# TASK A
In the listing below, select each line that contains the word "herd" and copy those lines out.

# PASSAGE
--- START ---

The selection of the desired direction may be directly performed
via a user interface by a user at the listening site. However,
according to alternative embodiments, the selection can be
performed automatically, for example, by an analysis of the
directional parameters, such that frequency portions having roughly
the same origin are emphasized, whereas the remaining portions of
the audio channel are suppressed. Thus, the signal can be
automatically focused on the predominant audio sources, without
necessitating an additional user input at the listening end.
According to further embodiments, the selection step is omitted,
since a direction of origin has been set. That is,
the intensity of a portion of the audio channel having direction
parameters indicating a direction of origin close to the set
direction is increased. The set direction may, for example be
hardwired, i.e. the direction may be predetermined. If, for example
only the central talker in a teleconferencing scenario is of
interest, this can be implemented using a predetermined set
direction. Alternative embodiments may read the set direction from
a memory which may also have stored a number of alternative
directions to be used as set directions. One of these may, for
example, be read when turning on an inventive apparatus.

--- END ---

(Dataset entries)
--- START ---

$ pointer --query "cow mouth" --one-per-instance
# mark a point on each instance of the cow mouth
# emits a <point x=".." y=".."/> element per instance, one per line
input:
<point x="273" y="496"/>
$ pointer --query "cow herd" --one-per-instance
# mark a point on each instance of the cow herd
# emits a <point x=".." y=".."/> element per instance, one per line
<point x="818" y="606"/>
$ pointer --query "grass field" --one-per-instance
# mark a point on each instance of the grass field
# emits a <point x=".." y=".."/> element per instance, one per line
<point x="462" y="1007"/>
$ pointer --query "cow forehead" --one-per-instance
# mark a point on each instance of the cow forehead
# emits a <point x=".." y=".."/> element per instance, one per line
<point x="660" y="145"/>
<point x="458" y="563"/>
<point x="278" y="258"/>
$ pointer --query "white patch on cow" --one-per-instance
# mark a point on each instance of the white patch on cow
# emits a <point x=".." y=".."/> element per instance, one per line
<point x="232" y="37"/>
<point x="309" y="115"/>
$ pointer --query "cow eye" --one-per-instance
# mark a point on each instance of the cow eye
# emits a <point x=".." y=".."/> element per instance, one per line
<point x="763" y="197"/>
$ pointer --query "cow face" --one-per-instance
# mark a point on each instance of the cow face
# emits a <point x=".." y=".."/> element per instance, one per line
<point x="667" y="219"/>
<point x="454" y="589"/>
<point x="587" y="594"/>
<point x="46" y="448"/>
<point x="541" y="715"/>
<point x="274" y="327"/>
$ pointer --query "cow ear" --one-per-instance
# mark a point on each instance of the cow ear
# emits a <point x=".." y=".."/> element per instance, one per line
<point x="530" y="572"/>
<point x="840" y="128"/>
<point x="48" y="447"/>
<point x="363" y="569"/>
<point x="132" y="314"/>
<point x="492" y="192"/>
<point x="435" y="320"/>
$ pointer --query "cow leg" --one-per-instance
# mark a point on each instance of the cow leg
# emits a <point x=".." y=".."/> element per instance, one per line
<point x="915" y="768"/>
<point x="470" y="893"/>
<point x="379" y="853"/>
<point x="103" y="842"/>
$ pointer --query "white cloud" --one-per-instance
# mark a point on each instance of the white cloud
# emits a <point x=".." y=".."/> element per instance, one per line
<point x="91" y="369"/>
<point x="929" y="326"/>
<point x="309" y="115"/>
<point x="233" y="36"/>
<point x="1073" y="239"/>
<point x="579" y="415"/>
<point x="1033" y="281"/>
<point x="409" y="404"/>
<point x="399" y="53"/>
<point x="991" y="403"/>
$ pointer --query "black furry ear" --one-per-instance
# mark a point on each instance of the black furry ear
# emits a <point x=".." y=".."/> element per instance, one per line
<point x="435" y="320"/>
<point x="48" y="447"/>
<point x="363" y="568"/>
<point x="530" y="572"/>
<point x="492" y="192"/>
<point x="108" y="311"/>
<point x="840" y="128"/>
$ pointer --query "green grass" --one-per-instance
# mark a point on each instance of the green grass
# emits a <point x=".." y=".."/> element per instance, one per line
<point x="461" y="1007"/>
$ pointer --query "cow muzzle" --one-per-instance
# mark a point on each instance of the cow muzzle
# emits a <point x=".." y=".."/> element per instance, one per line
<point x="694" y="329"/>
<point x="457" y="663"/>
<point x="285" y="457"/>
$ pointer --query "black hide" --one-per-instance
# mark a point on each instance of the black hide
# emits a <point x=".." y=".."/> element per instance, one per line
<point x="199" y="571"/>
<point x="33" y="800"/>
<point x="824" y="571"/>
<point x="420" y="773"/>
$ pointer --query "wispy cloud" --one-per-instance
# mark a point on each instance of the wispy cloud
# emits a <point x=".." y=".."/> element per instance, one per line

--- END ---

# TASK B
Continue the passage above about choosing a set direction for emphasizing audio, starting right after its last sentence.

# OUTPUT A
$ pointer --query "cow herd" --one-per-instance
# mark a point on each instance of the cow herd

# OUTPUT B
According to an alternative embodiment, the selection of the
desired direction may also be performed at the encoder side, i.e.
at the recording of the signal, such that additional parameters are
transmitted with the audio signal, indicating the desired direction
for reproduction. Thus, a spatial perception of the reconstructed
signal may already be selected at the encoder without the knowledge
on the specific loudspeaker set-up used for reproduction.
Since the method for reconstructing an audio signal is independent
of the specific loudspeaker set-up intended to reproduce the
reconstructed audio signal, the method may be applied to monophonic
as well as to stereo or multi-channel loudspeaker configurations.
That is, according to a further embodiment, the spatial impression
of a reproduced environment is post-processed to enhanced the
perceptibility of the signal.
When used for monophonic playback, the effect may be interpreted as
recording the signal with a new type of microphone capable of
forming arbitrary directional patterns. However, this effect can be
fully achieved at the receiving end, i.e. during playback of the
signal, without changing anything in the recording set-up.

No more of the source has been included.